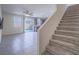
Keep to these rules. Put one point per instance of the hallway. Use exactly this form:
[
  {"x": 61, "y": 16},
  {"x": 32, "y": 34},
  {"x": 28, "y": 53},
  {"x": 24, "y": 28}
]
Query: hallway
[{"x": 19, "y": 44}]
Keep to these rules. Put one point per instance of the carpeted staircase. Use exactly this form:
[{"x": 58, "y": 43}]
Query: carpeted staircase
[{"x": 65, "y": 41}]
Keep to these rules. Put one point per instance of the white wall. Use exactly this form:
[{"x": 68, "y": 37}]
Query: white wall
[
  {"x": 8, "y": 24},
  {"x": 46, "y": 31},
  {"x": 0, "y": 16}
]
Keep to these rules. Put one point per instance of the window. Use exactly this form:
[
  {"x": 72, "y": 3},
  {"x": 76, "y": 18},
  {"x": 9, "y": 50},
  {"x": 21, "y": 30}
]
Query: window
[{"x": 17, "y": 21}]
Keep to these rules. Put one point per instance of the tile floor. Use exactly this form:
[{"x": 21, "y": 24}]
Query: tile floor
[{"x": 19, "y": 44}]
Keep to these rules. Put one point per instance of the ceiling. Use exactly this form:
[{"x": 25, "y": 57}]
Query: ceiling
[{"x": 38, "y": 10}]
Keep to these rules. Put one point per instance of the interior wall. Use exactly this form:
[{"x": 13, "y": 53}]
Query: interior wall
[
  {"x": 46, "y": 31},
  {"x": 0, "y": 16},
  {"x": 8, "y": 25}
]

=======

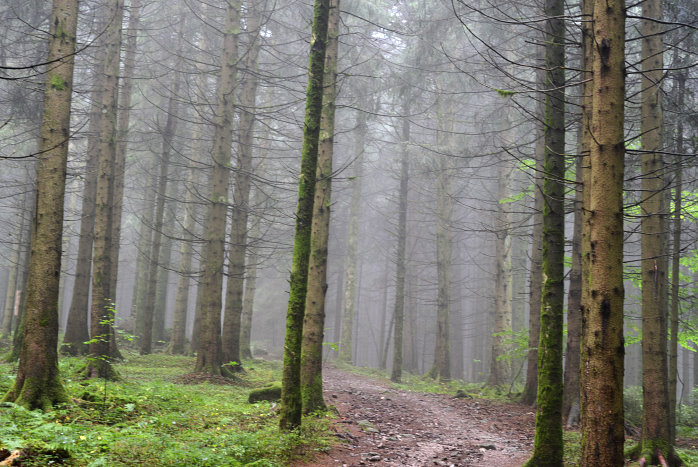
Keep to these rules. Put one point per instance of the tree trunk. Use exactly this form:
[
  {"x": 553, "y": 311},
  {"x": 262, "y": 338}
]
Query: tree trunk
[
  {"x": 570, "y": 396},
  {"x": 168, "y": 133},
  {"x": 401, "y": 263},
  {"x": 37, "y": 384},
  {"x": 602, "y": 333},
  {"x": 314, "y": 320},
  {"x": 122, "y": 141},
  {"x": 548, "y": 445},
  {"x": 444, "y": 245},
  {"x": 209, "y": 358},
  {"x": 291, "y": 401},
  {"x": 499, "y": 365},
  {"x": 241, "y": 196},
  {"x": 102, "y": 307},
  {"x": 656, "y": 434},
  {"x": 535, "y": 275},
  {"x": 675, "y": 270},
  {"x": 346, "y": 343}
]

=======

#### Instructions to follow:
Your output must be one number: how many lines of the listing include "point".

#### Answer to the problem:
8